## Activity:
An exact copy of all entries is required.
Dataset entries section start
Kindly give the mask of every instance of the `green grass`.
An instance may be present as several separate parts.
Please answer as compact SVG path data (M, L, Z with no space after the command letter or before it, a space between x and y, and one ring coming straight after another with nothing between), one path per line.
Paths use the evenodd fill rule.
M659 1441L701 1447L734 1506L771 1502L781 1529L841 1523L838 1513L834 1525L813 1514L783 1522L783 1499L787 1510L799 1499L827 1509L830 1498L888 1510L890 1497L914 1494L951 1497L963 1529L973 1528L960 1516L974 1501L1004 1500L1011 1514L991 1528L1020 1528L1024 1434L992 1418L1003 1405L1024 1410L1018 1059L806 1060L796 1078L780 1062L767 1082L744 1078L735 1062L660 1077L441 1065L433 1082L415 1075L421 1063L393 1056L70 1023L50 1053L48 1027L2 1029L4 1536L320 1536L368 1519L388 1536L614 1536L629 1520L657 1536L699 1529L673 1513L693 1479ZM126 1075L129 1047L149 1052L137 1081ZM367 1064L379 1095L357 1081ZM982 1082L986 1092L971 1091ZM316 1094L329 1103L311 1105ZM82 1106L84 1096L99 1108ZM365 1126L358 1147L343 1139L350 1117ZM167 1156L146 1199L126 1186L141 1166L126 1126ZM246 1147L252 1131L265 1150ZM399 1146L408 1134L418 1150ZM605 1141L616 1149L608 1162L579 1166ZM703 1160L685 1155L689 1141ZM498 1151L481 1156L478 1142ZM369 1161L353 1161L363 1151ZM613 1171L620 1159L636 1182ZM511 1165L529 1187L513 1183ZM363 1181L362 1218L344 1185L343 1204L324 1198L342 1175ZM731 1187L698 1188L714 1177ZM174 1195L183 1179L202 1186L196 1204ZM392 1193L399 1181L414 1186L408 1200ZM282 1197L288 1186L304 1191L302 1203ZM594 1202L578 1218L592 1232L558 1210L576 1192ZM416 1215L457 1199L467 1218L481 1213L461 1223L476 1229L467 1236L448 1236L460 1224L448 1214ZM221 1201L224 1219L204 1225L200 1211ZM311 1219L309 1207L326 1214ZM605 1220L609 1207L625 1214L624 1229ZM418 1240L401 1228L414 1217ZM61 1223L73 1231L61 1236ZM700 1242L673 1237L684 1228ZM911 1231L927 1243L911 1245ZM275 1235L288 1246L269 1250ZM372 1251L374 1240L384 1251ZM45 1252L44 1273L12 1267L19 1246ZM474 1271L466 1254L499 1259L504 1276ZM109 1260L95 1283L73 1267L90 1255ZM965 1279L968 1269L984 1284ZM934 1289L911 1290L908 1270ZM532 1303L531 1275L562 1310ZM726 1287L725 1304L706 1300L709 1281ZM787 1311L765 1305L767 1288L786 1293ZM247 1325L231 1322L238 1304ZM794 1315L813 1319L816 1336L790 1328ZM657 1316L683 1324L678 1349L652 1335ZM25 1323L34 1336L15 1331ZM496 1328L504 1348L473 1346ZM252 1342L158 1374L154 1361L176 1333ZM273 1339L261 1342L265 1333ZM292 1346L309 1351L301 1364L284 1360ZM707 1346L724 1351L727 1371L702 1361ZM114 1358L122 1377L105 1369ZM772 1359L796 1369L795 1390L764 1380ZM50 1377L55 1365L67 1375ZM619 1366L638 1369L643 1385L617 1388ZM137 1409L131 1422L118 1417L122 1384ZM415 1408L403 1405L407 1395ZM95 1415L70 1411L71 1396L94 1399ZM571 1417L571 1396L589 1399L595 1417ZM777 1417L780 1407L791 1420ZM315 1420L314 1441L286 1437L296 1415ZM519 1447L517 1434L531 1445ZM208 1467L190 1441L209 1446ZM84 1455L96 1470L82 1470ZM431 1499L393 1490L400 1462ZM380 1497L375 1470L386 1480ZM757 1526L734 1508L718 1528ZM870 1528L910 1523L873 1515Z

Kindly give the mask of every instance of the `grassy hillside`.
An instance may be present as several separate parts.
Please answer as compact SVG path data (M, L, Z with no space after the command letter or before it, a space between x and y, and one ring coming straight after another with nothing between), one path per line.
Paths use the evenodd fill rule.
Dataset entries section end
## Written answer:
Kindly give the mask of every instance of the `green grass`.
An instance may be present as several separate parts.
Please answer as compact SVG path data (M, L, Z with no space after the command letter or before it, a space between x and y, and one ring coming straight after another with nothing between), one path per line.
Paths use the evenodd fill rule.
M659 1441L701 1447L734 1506L771 1502L781 1529L841 1523L838 1513L834 1525L813 1514L783 1522L783 1499L787 1510L799 1499L827 1509L830 1498L888 1510L890 1497L914 1494L951 1497L963 1529L973 1528L960 1516L974 1501L1004 1500L1011 1514L991 1528L1020 1528L1024 1434L992 1418L1003 1405L1024 1410L1018 1059L806 1060L796 1078L780 1062L767 1082L744 1078L735 1062L660 1077L441 1065L433 1082L415 1075L421 1063L393 1056L70 1023L50 1053L48 1027L2 1029L4 1536L320 1536L368 1519L388 1536L614 1536L629 1520L657 1536L699 1529L673 1513L693 1479ZM126 1075L129 1047L149 1052L137 1081ZM367 1064L379 1095L357 1081ZM982 1082L986 1092L971 1091ZM316 1094L329 1103L311 1105ZM82 1106L84 1096L99 1108ZM365 1126L358 1147L343 1139L350 1117ZM167 1156L146 1199L126 1186L141 1166L126 1126ZM246 1147L252 1131L265 1150ZM399 1146L408 1134L418 1150ZM605 1141L616 1149L608 1162L579 1166ZM703 1160L685 1155L689 1141ZM498 1151L481 1156L478 1142ZM369 1161L353 1161L363 1151ZM613 1171L620 1159L636 1182ZM511 1165L529 1187L513 1183ZM363 1181L362 1218L344 1185L343 1204L324 1198L342 1175ZM731 1187L698 1188L714 1177ZM174 1195L183 1179L202 1186L196 1204ZM392 1193L399 1181L414 1186L408 1200ZM282 1197L288 1186L304 1191L302 1203ZM594 1202L578 1218L592 1232L558 1210L576 1192ZM416 1215L457 1199L467 1218L481 1213L461 1223L476 1229L467 1236L448 1236L460 1224L448 1214ZM221 1201L224 1219L204 1225L200 1211ZM311 1219L309 1207L326 1214ZM605 1220L609 1207L625 1214L624 1229ZM418 1240L401 1228L414 1217ZM61 1223L73 1231L61 1236ZM700 1242L673 1237L684 1228ZM911 1231L927 1243L911 1245ZM275 1235L288 1246L269 1250ZM372 1251L374 1240L384 1251ZM45 1252L44 1273L12 1267L19 1246ZM474 1271L466 1254L499 1259L504 1276ZM109 1260L95 1283L73 1267L90 1255ZM965 1279L968 1269L984 1284ZM934 1289L911 1290L908 1270ZM532 1303L531 1275L562 1310ZM726 1287L725 1304L706 1300L709 1281ZM787 1311L765 1305L767 1288L786 1293ZM247 1325L231 1322L238 1304ZM794 1315L813 1319L816 1336L790 1328ZM657 1316L683 1324L678 1349L652 1335ZM25 1323L34 1336L15 1331ZM496 1328L504 1348L473 1346ZM252 1342L158 1374L154 1361L176 1333ZM273 1339L261 1342L265 1333ZM292 1346L309 1351L301 1364L284 1360ZM707 1346L724 1351L727 1371L702 1361ZM114 1358L122 1377L105 1369ZM772 1359L796 1369L795 1390L764 1380ZM50 1377L55 1365L67 1375ZM619 1366L638 1369L643 1385L617 1388ZM137 1409L131 1422L118 1417L122 1384ZM415 1408L403 1405L407 1395ZM95 1415L70 1411L71 1396L94 1399ZM571 1417L571 1396L589 1399L595 1417ZM777 1417L780 1407L791 1420ZM315 1420L314 1441L286 1437L296 1415ZM519 1447L517 1434L531 1445ZM208 1467L190 1441L209 1446ZM84 1455L96 1470L82 1470ZM431 1499L393 1490L400 1462ZM380 1497L375 1470L386 1480ZM757 1526L734 1508L718 1528ZM870 1528L910 1523L873 1515Z

Kindly give the mask of every instance of the `grassy hillside`.
An instance may be present as several separate parts.
Please answer as compact SVG path data (M, L, Z with no space after the command letter or before it, a space between x and y, and one ring coming straight after another with nothing between), one path per line.
Paths use the evenodd fill rule.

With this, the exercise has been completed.